> **TASK MATERIAL**:
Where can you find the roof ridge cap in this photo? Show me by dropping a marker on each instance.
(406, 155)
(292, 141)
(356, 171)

---

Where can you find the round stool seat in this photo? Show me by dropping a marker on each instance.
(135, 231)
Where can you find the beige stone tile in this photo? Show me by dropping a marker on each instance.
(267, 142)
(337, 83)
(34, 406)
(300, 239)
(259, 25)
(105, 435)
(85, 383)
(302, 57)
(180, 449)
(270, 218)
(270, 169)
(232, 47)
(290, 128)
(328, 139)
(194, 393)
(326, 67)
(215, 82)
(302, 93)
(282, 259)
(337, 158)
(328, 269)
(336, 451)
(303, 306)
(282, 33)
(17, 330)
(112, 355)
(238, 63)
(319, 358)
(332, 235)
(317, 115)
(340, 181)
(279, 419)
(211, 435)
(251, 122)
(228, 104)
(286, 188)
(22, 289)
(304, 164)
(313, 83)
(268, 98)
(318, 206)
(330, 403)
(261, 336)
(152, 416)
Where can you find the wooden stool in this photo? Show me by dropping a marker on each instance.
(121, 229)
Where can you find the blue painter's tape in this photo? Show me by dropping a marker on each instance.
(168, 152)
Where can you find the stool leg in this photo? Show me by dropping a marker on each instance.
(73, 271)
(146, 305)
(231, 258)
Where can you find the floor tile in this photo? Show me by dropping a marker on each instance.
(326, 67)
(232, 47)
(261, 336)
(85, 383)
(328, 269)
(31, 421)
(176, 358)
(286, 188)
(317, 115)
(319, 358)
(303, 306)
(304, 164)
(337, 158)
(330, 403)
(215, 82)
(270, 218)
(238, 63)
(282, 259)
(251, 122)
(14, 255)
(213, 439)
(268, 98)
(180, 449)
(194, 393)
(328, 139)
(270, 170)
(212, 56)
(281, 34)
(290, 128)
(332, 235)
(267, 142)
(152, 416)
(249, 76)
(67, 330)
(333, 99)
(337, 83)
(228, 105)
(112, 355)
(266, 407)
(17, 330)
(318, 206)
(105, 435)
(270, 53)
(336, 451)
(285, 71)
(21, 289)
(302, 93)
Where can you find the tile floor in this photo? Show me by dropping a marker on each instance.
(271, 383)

> **WRITTEN PROBLEM**:
Count the lines above that contain the string "stool", treating uppercase and lowercase letters as distinct, and give only the resulting number.

> **OUTPUT BELOW**:
3